* **Directions**: Count the lines in the records below that contain the string "path". Reply with the number alone.

* **Excerpted records**:

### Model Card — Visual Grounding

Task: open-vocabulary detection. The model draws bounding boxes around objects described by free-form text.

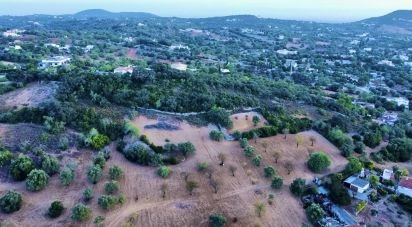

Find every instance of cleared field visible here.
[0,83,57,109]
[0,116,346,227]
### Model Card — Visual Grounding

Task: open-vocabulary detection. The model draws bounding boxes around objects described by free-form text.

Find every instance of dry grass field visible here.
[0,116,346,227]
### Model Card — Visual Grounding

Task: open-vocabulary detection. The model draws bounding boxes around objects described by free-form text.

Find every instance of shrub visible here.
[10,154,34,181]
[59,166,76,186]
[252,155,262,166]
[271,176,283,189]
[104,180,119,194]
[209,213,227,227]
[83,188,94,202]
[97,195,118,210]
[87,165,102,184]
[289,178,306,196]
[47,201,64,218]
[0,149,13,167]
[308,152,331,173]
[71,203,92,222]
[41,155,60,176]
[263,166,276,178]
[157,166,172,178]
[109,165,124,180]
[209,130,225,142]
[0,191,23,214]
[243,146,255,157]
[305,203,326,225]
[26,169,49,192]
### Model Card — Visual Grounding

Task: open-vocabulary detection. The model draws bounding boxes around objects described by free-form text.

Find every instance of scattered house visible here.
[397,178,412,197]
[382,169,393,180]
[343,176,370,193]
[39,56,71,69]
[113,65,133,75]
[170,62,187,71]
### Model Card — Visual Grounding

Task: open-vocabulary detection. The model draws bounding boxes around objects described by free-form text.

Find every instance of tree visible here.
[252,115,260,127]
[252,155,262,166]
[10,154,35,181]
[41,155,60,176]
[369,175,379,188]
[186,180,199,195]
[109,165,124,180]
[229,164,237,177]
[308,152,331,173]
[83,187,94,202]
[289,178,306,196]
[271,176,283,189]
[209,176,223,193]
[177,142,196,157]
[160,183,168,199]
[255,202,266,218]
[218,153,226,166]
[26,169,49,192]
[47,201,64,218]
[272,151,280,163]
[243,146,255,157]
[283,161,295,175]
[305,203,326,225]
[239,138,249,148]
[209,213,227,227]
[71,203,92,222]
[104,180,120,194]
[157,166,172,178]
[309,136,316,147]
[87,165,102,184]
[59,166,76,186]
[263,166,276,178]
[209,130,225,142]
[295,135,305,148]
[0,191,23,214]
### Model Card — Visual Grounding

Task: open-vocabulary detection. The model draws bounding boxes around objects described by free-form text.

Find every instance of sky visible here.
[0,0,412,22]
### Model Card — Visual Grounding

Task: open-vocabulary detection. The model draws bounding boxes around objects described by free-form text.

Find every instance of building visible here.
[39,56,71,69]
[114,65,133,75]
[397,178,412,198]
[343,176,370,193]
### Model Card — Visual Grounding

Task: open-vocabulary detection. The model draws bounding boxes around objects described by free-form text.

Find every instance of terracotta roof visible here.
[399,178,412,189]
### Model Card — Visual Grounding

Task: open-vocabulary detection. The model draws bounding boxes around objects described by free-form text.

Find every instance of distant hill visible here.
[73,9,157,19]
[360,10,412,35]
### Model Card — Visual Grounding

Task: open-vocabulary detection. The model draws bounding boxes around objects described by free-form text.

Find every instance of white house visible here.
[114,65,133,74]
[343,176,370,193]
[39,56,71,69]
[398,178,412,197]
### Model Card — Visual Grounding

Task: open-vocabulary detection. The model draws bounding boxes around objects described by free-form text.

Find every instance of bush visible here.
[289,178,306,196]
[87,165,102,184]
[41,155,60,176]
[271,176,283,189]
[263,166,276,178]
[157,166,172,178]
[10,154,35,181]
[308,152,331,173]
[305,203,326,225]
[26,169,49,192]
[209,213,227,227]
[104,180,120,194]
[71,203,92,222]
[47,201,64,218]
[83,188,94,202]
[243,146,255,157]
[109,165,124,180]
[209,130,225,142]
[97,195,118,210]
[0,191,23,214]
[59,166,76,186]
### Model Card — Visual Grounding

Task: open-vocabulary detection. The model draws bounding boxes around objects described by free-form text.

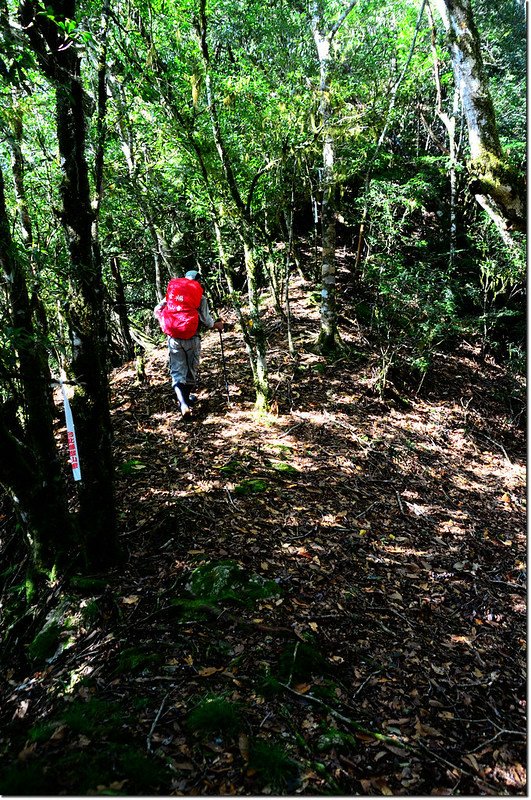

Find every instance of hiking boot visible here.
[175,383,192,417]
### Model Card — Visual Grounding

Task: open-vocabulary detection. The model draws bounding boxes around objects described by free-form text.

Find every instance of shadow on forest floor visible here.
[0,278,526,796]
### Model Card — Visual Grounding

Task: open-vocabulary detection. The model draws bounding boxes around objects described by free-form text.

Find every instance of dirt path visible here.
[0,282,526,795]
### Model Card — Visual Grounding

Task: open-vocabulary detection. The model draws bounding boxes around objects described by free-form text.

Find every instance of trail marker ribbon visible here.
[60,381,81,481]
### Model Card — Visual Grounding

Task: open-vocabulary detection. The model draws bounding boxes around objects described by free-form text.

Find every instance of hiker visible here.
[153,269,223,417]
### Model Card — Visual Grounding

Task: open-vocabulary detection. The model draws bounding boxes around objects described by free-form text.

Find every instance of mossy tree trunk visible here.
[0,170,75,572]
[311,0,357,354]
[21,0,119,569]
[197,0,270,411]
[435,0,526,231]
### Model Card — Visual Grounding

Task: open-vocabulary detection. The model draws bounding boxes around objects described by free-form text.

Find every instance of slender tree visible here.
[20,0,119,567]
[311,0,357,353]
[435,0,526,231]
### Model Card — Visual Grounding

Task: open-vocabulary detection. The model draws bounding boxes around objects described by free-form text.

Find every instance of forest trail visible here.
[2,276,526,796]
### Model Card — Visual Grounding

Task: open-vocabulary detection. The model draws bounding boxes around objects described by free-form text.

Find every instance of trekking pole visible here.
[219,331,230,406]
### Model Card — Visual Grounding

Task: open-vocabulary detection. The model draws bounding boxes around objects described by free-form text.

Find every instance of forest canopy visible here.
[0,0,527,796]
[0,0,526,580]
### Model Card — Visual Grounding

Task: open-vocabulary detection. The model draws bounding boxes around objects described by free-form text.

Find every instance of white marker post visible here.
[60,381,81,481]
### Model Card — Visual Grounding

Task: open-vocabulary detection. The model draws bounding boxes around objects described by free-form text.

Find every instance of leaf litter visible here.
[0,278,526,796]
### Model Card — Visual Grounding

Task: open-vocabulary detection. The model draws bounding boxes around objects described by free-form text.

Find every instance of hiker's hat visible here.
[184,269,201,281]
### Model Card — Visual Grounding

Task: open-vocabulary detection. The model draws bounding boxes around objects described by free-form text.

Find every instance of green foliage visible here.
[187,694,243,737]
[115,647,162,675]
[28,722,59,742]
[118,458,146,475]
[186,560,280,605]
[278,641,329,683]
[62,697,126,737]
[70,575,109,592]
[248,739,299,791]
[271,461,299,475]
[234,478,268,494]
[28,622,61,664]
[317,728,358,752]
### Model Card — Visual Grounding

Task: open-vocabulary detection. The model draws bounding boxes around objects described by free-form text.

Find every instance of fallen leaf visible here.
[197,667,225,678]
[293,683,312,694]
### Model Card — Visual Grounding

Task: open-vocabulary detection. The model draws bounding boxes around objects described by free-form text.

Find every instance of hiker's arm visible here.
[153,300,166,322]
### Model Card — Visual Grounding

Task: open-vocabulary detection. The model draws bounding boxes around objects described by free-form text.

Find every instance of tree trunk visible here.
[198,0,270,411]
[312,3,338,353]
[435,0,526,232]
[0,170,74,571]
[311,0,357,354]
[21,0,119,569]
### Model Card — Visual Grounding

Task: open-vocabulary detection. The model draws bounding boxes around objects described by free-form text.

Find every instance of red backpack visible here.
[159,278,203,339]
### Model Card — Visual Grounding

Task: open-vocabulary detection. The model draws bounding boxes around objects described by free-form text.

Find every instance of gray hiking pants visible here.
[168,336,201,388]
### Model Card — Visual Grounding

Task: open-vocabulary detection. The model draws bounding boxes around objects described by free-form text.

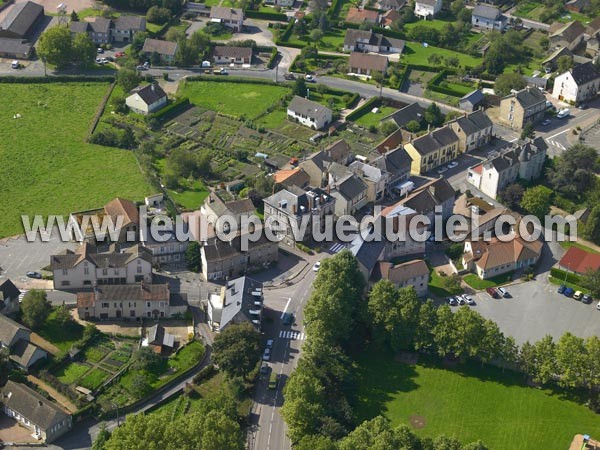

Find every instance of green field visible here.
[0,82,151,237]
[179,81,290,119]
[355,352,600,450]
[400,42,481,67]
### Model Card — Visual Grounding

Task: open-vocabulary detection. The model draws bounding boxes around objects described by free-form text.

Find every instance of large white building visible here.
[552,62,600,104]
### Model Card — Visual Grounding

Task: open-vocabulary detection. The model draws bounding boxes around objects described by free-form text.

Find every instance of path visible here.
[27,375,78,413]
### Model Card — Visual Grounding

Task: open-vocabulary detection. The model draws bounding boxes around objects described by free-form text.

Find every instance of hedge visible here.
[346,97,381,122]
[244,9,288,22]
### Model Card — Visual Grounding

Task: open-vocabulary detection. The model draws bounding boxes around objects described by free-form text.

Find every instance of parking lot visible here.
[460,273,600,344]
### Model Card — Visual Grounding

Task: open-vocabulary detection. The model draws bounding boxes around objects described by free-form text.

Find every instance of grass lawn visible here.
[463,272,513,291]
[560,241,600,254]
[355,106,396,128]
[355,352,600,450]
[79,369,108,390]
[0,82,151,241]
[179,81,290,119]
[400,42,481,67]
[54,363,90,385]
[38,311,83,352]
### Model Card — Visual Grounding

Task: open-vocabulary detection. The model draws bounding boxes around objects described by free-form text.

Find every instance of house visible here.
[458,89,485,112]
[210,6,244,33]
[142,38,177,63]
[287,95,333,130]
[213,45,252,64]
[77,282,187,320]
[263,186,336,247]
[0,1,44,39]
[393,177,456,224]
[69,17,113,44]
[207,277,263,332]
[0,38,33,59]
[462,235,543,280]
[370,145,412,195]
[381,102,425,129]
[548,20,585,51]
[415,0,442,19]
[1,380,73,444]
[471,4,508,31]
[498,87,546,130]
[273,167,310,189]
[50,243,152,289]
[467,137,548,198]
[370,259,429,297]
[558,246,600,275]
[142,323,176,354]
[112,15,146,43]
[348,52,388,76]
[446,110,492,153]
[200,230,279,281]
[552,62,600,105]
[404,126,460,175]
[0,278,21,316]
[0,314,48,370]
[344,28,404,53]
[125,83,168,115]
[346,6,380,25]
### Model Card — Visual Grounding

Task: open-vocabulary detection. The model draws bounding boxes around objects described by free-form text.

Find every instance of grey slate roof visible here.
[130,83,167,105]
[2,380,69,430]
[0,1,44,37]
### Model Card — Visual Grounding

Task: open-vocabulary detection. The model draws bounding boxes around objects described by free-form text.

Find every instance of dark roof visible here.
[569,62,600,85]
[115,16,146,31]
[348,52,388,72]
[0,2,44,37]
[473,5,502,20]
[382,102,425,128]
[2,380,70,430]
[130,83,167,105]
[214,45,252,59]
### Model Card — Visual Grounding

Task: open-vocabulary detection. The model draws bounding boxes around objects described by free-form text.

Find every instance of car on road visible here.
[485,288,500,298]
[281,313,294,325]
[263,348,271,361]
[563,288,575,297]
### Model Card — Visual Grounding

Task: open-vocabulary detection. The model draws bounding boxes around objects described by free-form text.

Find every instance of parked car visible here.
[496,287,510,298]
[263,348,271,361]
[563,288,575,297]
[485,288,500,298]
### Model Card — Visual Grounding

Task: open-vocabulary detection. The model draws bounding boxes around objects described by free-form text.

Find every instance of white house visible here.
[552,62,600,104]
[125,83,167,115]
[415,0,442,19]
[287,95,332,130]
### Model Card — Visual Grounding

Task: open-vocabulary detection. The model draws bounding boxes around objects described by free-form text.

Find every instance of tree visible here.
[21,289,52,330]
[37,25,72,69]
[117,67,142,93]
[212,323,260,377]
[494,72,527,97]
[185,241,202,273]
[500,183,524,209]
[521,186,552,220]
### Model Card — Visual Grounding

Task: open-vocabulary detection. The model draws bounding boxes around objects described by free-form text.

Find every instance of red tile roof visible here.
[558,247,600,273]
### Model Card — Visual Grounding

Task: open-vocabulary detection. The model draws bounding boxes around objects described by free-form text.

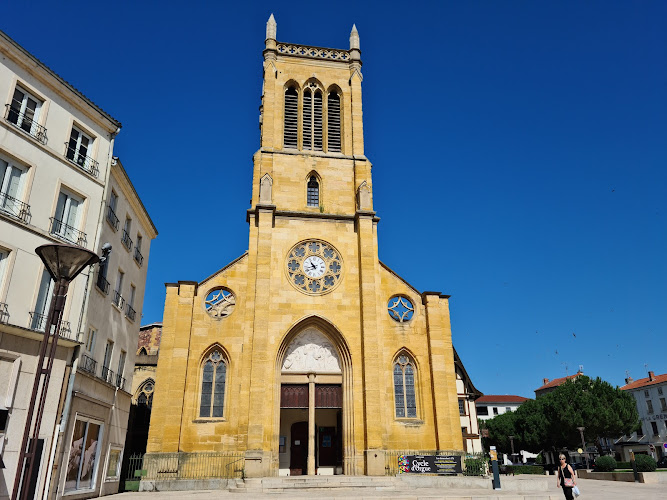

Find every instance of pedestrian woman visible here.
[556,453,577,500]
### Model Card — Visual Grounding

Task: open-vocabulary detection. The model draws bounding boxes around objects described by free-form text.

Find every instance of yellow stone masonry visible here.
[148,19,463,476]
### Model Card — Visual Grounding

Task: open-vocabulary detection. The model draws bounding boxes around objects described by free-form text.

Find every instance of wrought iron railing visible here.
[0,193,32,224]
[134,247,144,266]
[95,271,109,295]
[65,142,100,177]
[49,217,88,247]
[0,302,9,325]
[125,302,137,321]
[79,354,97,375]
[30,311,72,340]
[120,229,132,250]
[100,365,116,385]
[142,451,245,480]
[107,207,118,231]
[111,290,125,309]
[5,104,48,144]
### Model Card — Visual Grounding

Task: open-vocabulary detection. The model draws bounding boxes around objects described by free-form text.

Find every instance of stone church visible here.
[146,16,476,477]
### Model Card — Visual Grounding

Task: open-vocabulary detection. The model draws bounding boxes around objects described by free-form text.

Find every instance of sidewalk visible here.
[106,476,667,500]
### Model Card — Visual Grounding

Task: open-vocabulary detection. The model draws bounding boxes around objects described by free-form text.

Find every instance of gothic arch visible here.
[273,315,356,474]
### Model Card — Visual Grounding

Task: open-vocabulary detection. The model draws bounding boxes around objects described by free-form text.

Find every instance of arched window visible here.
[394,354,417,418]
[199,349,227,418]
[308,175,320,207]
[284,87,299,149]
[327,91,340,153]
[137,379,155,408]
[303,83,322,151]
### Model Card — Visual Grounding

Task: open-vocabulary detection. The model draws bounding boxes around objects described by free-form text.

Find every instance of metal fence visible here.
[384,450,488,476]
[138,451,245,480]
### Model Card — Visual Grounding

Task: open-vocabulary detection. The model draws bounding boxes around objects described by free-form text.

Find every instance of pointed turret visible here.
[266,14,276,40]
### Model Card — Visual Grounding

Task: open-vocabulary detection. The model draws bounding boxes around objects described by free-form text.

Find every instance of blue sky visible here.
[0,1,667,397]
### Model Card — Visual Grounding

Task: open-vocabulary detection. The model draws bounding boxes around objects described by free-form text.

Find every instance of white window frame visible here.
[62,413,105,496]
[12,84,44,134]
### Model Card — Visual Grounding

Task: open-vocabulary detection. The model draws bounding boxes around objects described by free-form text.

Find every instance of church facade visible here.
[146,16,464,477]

* **Solution below**: 2